> _Material to process_:
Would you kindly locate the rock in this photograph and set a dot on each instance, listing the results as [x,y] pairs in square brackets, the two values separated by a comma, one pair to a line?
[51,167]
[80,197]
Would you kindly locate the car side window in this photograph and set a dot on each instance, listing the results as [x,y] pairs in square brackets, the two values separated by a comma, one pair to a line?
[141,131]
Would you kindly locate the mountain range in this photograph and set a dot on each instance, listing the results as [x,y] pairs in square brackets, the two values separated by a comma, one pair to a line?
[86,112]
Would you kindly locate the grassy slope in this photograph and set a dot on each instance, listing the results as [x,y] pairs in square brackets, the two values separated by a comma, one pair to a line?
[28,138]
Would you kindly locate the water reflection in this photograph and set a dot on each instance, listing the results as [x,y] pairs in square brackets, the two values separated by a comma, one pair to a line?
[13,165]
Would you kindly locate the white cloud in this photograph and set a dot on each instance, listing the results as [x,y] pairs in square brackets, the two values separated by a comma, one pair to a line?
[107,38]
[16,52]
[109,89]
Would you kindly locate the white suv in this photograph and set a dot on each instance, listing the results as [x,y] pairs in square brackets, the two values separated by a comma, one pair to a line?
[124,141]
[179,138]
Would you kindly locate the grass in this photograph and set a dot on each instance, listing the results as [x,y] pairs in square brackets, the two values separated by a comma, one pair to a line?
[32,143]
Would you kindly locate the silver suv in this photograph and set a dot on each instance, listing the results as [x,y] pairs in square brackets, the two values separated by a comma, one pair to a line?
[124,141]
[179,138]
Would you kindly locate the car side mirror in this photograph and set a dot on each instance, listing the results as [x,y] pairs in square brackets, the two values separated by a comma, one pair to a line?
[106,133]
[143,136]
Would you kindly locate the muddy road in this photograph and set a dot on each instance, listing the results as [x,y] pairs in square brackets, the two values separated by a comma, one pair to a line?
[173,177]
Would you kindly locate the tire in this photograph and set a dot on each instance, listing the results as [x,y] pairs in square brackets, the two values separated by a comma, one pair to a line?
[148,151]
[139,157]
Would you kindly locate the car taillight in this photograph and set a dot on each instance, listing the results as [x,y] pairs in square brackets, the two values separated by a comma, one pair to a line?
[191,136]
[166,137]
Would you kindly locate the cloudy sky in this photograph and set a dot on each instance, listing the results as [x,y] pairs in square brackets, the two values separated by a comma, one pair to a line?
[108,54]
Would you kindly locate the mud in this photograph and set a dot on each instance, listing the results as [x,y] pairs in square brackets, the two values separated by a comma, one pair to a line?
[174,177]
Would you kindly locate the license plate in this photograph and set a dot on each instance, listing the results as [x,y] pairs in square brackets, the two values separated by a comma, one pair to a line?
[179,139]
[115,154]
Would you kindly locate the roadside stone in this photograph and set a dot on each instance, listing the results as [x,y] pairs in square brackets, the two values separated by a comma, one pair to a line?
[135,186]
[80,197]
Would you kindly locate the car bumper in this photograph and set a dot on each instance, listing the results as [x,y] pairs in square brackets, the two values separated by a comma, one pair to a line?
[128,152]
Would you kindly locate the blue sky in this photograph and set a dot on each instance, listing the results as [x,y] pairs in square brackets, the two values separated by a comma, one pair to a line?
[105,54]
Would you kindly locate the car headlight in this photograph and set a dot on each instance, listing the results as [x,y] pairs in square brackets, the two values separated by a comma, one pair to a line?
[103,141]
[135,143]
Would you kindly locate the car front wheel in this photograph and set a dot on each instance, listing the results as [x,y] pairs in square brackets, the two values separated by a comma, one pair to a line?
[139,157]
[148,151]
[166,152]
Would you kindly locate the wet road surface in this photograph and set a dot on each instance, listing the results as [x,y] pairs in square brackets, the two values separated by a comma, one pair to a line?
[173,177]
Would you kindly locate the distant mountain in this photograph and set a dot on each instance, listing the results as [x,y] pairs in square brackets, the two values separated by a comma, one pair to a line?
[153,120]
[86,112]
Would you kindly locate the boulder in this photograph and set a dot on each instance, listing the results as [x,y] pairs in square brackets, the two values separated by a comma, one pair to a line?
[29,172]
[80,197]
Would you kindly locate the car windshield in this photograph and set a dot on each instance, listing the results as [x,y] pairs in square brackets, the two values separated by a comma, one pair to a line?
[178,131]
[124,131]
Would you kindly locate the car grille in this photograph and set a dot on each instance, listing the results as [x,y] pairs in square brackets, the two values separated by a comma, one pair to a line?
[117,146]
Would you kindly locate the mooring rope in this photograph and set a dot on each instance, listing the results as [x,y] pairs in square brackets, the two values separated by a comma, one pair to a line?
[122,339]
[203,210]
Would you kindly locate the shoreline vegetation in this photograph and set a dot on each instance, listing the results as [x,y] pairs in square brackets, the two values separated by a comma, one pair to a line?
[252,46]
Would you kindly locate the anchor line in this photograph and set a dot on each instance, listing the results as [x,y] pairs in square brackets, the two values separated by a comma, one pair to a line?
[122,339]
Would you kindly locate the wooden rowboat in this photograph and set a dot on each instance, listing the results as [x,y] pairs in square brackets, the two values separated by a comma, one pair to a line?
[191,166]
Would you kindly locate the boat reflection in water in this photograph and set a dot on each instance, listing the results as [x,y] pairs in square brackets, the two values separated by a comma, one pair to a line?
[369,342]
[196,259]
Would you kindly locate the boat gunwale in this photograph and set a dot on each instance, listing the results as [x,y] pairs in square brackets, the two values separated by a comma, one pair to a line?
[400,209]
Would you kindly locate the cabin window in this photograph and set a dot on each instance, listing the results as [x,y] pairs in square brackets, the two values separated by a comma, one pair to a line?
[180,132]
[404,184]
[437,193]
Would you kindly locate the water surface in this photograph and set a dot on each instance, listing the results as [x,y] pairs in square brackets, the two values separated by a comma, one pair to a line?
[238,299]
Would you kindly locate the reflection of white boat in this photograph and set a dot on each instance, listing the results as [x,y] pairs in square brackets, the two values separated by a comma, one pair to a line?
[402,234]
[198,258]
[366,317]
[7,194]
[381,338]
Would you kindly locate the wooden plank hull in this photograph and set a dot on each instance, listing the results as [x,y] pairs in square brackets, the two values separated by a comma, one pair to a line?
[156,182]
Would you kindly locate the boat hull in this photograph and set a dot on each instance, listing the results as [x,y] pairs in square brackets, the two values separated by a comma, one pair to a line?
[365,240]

> _What is being asked_: Retype the listing above in full, with no alterations.

> _Task solution_:
Would you kindly locate the rock in this photograph and set a dot on each instance, listing the results as [x,y] pairs in square brackets, the two values separated by a comma, one pair to a line?
[51,167]
[80,197]
Would you kindly locate the car side window in this photograph and set a dot on each instance, listing the results as [x,y] pairs in square brackets, the two values separated by a comma, one pair to a line?
[141,131]
Would you kindly locate the mountain range in this photograph and set a dot on each instance, listing the results as [x,y] pairs in square brackets, the two values separated by a comma, one pair to a line?
[86,112]
Would you kindly locate the grassy slope in this photograph and set a dot on each instance, listing the results as [x,y] pairs in square brackets, the two values separated by a comma, one pair to a line?
[28,138]
Would you kindly locate the water reflection in this photograph and set a dot on each instance, listing the results as [x,y] pairs in square brackets, the two values separated by a comma, one pair to a line?
[13,165]
Would you kindly locate the white cloud in this photograph and set a dot on each instance, listing the results as [x,y] pairs in square brackets, the two values separated by a comma, one pair to a line?
[107,38]
[16,52]
[109,89]
Would you kindly locate the white suv in this photograph and set a dot on each instance, listing the results as [x,y] pairs in square brackets, the two values separated by a comma, one pair to a line?
[124,141]
[179,138]
Would you kindly locate the grass in this photograph and set a dot on each instance, listing the results as [x,y] pairs in square brackets, the two values separated by a comma, one pair to a line?
[32,143]
Would you kindly locate the silver suv in this photograph and set a dot on each instance, listing the results as [x,y] pairs in square brackets, the two values separated by a comma, one pair to a line?
[124,141]
[179,138]
Would you kindly locate the car side mirror in this photograph and set a dot on each instance, listing the results as [x,y] pairs in square brackets, the two values separated by a comma, one pair to a line?
[106,133]
[143,136]
Would you kindly locate the muddy road in this photograph and set a dot on each instance, listing the results as [x,y] pairs in square brackets, the two values separated by a comma, one pair to a line?
[173,177]
Would you kindly locate the tire in this photograph and set a dot on each instance, listing the results as [x,y] pairs in square brackets, the two values separated by a comma, one pair to a line?
[148,151]
[139,157]
Would you kindly locate the car taillight in this photograph and set a dot on each instance, listing the results as [x,y] pairs in square brackets, the two values separated by a comma, one pair to a line?
[191,136]
[166,137]
Would you kindly locate the cloudy sky in this photograph and set a dot on each instance, listing the results as [x,y] pairs in square brackets, the two values separated by a comma, one pair to a line?
[108,54]
Would you kindly locate the mud in this photograph and set a dot on each instance, listing the results as [x,y] pairs in square brackets, the two values separated by a comma, one pair to a line?
[174,177]
Would you kindly locate the license plate in this photograph and set a dot on each instance, listing the results as [x,y] pairs in square brackets, the two values separated by a comma, one pair to a line?
[179,139]
[115,154]
Would you kindly locate the roadside stone in this photograph and set a dot on each instance, listing the results as [x,y] pairs in square brackets, the two values separated by a comma, one pair to a line?
[135,186]
[80,197]
Would you kindly locate the car bumper in this photograph and set a dot on each instance, listing the results as [x,y] pairs in square brackets, the two values separated by a comma, one pair to a line?
[128,152]
Would you kindly locate the blue sky in this photograph and set a dot on each instance, listing the results as [x,y] pairs in square brackets, the two values separated by a comma, one pair to a line?
[105,54]
Would you kindly locate the car headlight in this photograph and set a dot on each instance, listing the results as [x,y] pairs in square brackets, the two values separated by a comma, one pair to a line?
[103,141]
[135,143]
Would you kindly locate the car front wheel in this photograph and set a dot on each instance, listing the results as [x,y] pairs in square brackets, the two values separated by a comma, one pair to a line?
[139,157]
[148,151]
[166,152]
Would you kindly locate the wet road surface in this photograph and set a dot on each instance, listing the results as [x,y] pairs in square brackets, the two values separated by a comma, one pair to a line?
[173,177]
Would you kindly locate the distant mountain in this photograph and set a dot on each instance, listing the results as [x,y] pairs in square brackets, the two values separated by a comma, one pair to a line?
[153,120]
[86,112]
Would you kindly locate the boulder in this photograph and set a dot on each instance, listing the results as [x,y] pairs in square brackets, the two values separated by a comma, one pair to a line?
[29,172]
[80,197]
Would you kindly locate the car windshield in this photograph and set a dot on each instance, listing the results as [x,y] pairs in square brackets, the two values separated by a comma, one pair to a line?
[178,131]
[124,131]
Would you kindly locate the car grille in this photograph and set a dot on each instance, listing the results as [x,y] pairs in square brackets, the two values separated by a comma, one pair to a line?
[117,146]
Would you kindly locate the mooring rope in this photograph and set a dot on each instance, listing the results as [x,y] pairs in square brackets, the two values separated by a comma, one pair to a line?
[122,339]
[203,210]
Would you kindly locate the shoreline vegetation in this photograph and set a dot on each instance, listing the results as [x,y] pairs in square brackets, the two values separated by a comma, one pair to a line?
[252,46]
Would you kindly locate the anchor line in this photograph and set a dot on each instance, listing the results as [x,y] pairs in square brackets, the two values separated by a comma, one pair to a line?
[122,339]
Would you kindly locate the wooden rowboat in this photograph and set a dot on each instance, listing the results as [x,y] pairs in square brackets, the two values separated by a comma, one pair to a line?
[191,166]
Would you kindly locate the boat reflection in water in this photograph and set a dot on each instance, listing the results as [x,y] pairs in square brackets, the two values separated by a comma, one pair to a line?
[369,342]
[196,259]
Would you kindly locate the boat gunwale in this photograph and set a dot on each instance, listing the results as [x,y] pairs in square brackets, the two values separated by a comma, one pair to a line?
[400,209]
Would you kindly locate the cabin window in this photograph and set a dot on each instance, listing the results as [x,y] pairs in square brackets, the two values separated by a comma, one pair to a line?
[180,132]
[404,184]
[437,193]
Would you kindly locate the water surface in this photograph and set a dot on each instance, listing the results as [x,y] pairs in square brackets, the two values separated by a comma, one pair to a line?
[238,299]
Would you kindly locate the reflection of white boat in this photograph and set a dot on each instance, listing the results as [x,y] pairs in square brackets, the two values separated by a comma, one pair to a line?
[402,234]
[198,258]
[366,317]
[7,194]
[381,338]
Would you kindly locate the wooden plank hull in this photograph and set a dot on each instance, listing the results as [x,y] pairs in square brackets, the two values separated by a comma, one pair to a line?
[156,182]
Would you kindly locate the boat hull in this photograph and set a dot on each instance, listing the results as [x,y] pairs in square brackets, the two values separated by a comma, one pair to a line?
[365,240]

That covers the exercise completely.